DIRECTIONS: Set down exactly the lines below, starting at the one that contains "out the wooden" and ending at the one that contains "[(162, 207), (51, 149), (240, 234), (80, 39)]", with both of those lines included and nothing else.

RECORD SET:
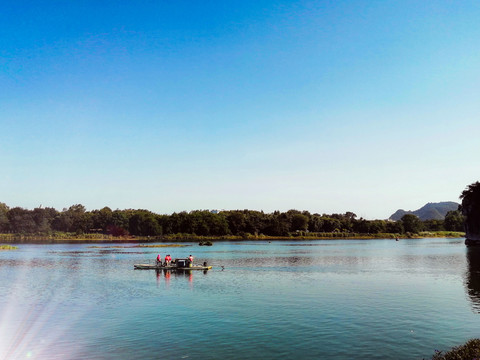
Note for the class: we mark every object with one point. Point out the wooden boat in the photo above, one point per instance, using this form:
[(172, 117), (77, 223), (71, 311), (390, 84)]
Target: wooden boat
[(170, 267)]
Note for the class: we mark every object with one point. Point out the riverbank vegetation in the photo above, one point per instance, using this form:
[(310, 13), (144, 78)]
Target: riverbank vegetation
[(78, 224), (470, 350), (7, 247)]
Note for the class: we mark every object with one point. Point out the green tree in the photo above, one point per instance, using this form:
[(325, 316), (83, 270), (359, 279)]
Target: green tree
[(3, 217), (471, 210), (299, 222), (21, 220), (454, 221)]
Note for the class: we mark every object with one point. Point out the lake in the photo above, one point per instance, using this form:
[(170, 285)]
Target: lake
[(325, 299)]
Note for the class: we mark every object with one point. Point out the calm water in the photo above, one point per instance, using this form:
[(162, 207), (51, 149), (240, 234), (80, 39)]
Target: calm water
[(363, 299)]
* * *
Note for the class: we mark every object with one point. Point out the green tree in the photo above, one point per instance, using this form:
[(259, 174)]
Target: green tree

WRITTEN REPLY:
Note for the class: we mark every object with one point. Point out the wooden boat in the photo above, one point per instance, using this form:
[(172, 117), (77, 223), (71, 311), (390, 84)]
Target: wooden boat
[(170, 267)]
Note for the class: we mark every object with one point. Point out the riverbank vegetation in the photo above, one point per instance, using this form:
[(310, 13), (144, 78)]
Target: riverbank vegetation
[(78, 224), (470, 350), (7, 247)]
Note for the class: we mark every object with one point. Point out the green tree in the photo above, one point per instance, using this form:
[(325, 316), (83, 270), (359, 279)]
Target: green tree
[(3, 217), (471, 210), (299, 222), (21, 220), (454, 221)]
Note for the class: we mark every object with one point. Point out the lake in the photo above, one point per instance, using this form:
[(170, 285)]
Target: lake
[(325, 299)]
Note for the class: we mark every object with one point. Point out the calm water in the photo above, one point per instance, using this form:
[(162, 207), (51, 149), (240, 234), (80, 39)]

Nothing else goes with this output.